I posted an entry a while back about a computer program that captures news articles about global warming and global climate change, and rates the responses. That program found some news articles about the Poweshiek skipper, Oarisma poweshiek, and its listing as a “candidate species” under the United States Endangered Species Act. Those news articles mentioned global warming as one of the threats to the species.
I hate that.
When scientists get together to try to prevent a species from becoming extinct, they look at a number of things. What caused the species to decline? What are the threats to the species in the future? Then they list those causes and threats. Usually they can come up with a couple dozen threats, many of which are significant. Probably they miss some significant threats because they are unknown.
Global climate change is certainly a threat to this species in the future. It may have contributed to its recent decline as well, because freaky weather patterns can wipe out a species that is already found only in small isolated population islands. This butterfly disappeared from Iowa and Minnesota sometime between 1999 and 2005, and there was unusually severe weather during that time period. However, there were a number of other factors which could have caused the demise, including some that may have not been identified yet. My money is on the landscape scale spraying of insecticides, particularly in response to soybean aphid outbreaks. In some of the years within that timeframe, fully one third of the landscape was sprayed for aphids. But there are at least half a dozen things that could be as likely.
My problem with climate change is that when it enters the public discourse for every endangered species the ecologists have already lost the argument. There is the fatalistic aspect—this species will go extinct because of climate change, so we can only prolong the agony. Then there is the problem with focus—the whole environmental debate becomes about carbon emissions. Drill an oil well, and ignore the threats to the ground water or the emissions of toxics—what is the carbon footprint? Put in a wind generator, and no one objects to the permanent conversion of a half-acre of land for the foundation, roads and lines that must be built to service the generator, local climate effects, and on and on.
Global warming is a global problem, and must be dealt with globally. We as humans have not established that we are able to do that yet. However, most of the threats to species are caused by small, local incremental changes—land use, land management, use of pesticides, hydrogeological changes. Those changes can be managed on a local scale, and, while it is not always easy, we have established that we can do that.
So unless global climate change is a root cause of the danger to a species, can we try to keep it out of the public discourse?

• • •

▶ _Work instructions_
A) In the post about the Poweshiek skipper, why does the writer think local threats to species deserve more attention than global warming? Answer in one to three sentences.
B) According to the post about the Poweshiek skipper, when did the butterfly disappear from Iowa and Minnesota?
Answer from the text above only.

▶ _Data segment_
• • •

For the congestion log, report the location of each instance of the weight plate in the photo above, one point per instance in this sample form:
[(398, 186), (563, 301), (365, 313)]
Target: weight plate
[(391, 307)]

• • •

▶ _Exercise results_
A) The writer says global warming is a global problem that must be handled globally, and people have not yet shown they can do that. Most threats to species come from small, local changes such as land use, land management, pesticide use and hydrogeological changes. Those can be managed on a local scale, which people have shown they can do.

B) Sometime between 1999 and 2005.